**WHAT YOU SHOULD DO**: Among the lines below, restate word for word only those from the line with "like [638, 548]." through the line with "like [407, 541].", with both end lines kept.

**THE DATA**:
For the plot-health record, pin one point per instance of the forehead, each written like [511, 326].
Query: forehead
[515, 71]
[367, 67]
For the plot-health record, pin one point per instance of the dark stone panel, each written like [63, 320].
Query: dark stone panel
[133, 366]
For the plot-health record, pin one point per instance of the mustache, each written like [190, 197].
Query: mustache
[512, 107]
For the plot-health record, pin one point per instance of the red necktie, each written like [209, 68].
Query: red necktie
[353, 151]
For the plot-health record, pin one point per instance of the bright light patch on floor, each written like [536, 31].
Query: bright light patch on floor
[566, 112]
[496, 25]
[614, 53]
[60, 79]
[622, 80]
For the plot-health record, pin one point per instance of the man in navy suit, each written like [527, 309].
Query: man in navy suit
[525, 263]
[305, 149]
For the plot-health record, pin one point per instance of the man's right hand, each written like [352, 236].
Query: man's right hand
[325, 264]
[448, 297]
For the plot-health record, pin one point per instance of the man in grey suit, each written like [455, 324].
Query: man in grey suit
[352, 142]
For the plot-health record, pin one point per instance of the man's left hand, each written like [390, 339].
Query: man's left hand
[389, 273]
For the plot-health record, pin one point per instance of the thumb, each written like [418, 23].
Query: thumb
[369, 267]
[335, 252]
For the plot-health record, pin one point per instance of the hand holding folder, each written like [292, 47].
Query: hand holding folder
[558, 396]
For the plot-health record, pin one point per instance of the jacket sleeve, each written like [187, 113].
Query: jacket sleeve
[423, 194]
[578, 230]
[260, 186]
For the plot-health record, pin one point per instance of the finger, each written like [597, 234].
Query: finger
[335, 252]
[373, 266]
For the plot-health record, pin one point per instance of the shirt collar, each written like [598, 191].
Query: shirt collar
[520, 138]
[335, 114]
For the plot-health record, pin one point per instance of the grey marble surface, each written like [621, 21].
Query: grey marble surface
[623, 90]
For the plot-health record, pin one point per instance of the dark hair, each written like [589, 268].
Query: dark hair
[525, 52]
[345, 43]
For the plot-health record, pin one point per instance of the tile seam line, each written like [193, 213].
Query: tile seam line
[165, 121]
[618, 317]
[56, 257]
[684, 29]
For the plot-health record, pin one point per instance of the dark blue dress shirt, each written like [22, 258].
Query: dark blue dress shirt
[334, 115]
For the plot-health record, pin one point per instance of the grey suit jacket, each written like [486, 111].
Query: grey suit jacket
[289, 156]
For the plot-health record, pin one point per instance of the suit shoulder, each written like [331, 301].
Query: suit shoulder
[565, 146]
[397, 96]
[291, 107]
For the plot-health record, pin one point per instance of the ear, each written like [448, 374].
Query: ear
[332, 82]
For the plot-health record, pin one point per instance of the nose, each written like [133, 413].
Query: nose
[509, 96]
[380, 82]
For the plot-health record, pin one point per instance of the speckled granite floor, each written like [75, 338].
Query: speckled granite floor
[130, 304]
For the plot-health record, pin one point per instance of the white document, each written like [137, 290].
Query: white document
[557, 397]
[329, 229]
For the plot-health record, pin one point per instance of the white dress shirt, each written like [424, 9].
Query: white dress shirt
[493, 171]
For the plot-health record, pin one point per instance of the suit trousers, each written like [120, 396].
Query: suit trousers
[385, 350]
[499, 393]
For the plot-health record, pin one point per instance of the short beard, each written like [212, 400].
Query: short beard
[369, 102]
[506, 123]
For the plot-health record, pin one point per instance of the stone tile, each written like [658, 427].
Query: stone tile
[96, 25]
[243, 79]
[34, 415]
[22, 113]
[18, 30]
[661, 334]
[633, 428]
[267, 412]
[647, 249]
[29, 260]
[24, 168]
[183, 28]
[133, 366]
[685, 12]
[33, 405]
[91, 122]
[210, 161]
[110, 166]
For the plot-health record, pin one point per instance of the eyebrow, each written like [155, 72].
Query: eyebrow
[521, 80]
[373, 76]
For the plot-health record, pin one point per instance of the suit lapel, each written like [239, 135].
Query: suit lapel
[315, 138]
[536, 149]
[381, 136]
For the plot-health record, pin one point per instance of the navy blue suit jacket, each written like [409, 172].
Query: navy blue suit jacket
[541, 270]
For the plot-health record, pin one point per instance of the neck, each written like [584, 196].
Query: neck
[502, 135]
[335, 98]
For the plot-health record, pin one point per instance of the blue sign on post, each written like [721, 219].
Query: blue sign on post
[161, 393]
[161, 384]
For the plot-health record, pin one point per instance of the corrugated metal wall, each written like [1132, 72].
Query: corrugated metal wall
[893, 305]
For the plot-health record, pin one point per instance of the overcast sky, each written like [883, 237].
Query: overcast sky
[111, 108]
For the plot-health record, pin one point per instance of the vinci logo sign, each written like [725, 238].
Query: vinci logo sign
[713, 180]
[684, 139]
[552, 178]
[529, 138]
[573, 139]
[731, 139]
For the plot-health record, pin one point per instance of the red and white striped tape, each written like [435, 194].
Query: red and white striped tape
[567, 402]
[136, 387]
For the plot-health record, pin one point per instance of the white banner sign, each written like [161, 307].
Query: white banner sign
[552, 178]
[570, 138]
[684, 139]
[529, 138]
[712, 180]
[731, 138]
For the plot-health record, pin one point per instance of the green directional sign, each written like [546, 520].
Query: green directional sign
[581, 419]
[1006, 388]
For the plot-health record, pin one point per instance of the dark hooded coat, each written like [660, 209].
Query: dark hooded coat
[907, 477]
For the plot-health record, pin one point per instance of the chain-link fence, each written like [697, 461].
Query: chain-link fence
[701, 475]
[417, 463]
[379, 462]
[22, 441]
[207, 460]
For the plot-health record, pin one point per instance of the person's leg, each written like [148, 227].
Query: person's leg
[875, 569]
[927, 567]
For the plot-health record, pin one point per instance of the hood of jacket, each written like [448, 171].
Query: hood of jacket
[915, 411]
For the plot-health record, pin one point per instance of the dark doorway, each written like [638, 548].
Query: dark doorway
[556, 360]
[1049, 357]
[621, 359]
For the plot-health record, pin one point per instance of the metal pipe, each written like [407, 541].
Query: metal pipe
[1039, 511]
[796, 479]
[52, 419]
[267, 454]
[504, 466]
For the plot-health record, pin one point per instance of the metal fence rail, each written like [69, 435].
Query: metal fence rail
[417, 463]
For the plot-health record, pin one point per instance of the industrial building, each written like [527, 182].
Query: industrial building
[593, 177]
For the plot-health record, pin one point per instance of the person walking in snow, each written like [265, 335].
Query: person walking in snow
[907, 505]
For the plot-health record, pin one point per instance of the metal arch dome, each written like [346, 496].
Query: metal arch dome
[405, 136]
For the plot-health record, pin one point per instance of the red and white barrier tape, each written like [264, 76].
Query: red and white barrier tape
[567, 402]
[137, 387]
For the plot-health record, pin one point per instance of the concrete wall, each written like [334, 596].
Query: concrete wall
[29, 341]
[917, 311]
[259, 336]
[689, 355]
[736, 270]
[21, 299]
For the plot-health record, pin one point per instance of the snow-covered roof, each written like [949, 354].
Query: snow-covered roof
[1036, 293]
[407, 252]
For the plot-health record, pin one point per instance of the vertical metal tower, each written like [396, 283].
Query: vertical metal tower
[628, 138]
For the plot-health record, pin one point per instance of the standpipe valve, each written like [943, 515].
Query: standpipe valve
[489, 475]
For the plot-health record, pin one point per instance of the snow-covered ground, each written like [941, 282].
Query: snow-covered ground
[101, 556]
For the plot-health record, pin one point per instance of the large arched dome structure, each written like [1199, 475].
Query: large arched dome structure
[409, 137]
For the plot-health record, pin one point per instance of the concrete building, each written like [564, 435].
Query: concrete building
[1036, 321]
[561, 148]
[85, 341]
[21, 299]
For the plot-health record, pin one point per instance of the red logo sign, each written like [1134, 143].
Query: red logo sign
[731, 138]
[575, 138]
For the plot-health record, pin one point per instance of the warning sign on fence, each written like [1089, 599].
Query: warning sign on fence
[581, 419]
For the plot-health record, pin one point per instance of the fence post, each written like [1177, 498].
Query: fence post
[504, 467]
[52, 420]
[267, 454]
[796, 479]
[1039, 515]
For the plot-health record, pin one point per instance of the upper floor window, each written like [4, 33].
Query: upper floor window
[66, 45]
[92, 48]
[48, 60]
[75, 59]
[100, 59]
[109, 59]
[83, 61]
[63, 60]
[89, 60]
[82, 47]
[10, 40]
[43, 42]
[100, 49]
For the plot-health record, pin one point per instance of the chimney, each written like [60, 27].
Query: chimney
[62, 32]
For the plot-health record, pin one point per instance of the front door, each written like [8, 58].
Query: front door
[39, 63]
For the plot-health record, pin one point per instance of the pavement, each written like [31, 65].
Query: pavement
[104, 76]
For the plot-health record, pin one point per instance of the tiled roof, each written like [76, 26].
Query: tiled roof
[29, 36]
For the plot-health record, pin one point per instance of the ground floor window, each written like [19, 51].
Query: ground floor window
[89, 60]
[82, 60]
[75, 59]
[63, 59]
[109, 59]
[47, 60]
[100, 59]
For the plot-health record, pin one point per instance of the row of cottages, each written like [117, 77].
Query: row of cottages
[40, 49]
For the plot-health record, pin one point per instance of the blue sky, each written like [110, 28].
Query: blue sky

**WRITTEN REPLY**:
For the plot-health record, pin one point per instance of the dark doorway, each written like [638, 548].
Query: dark doorway
[556, 360]
[1049, 357]
[621, 359]
For the plot-health record, pin one point per instance of the metal pipe, each written like [407, 541].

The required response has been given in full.